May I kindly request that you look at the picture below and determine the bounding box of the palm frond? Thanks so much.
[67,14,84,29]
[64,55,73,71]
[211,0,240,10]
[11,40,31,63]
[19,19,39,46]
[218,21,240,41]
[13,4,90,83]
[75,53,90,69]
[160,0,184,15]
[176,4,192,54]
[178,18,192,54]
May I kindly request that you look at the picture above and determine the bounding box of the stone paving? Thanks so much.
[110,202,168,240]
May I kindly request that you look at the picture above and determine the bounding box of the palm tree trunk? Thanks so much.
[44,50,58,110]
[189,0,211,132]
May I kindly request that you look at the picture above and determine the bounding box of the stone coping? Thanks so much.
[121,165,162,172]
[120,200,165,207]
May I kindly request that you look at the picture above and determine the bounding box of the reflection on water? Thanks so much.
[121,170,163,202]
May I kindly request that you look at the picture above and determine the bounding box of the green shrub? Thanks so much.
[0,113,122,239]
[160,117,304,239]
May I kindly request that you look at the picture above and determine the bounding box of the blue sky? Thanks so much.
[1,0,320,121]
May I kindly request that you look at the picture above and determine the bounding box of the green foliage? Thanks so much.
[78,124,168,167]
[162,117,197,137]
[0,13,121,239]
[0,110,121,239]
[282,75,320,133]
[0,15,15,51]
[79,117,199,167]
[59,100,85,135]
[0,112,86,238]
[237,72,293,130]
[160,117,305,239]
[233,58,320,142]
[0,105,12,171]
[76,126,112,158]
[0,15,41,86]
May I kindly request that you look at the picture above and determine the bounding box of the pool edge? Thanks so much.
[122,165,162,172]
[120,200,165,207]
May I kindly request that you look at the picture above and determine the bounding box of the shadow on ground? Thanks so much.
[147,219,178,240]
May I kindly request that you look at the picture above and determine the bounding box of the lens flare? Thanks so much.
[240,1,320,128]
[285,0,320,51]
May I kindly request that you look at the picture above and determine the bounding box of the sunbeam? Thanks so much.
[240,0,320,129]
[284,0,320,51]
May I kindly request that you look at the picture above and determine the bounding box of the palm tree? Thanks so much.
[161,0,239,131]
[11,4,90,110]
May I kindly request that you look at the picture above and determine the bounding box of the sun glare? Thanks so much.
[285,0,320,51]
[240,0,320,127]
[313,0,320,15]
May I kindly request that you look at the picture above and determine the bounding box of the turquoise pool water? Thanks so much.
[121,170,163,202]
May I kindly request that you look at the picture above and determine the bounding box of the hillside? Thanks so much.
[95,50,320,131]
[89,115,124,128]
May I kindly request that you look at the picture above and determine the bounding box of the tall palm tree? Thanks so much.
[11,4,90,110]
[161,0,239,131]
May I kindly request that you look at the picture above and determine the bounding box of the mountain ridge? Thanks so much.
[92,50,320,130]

***

— Directions for this task —
The output should consist only of the lines from the one with "hillside? Thanks so much." through the final line of the records above, exactly.

— Task result —
May I kindly request that you look at the picture above and determine the bounding box of the hillside? Thanks so much.
[95,50,320,131]
[89,115,124,128]
May I kindly request that you look at the picture above and determine the bounding box of the tall palm tree? Thanks so much.
[11,4,90,110]
[161,0,239,131]
May I kindly request that you look at the picture above and determine the bounding box of the mountain ridge? Thanks so much.
[92,50,320,130]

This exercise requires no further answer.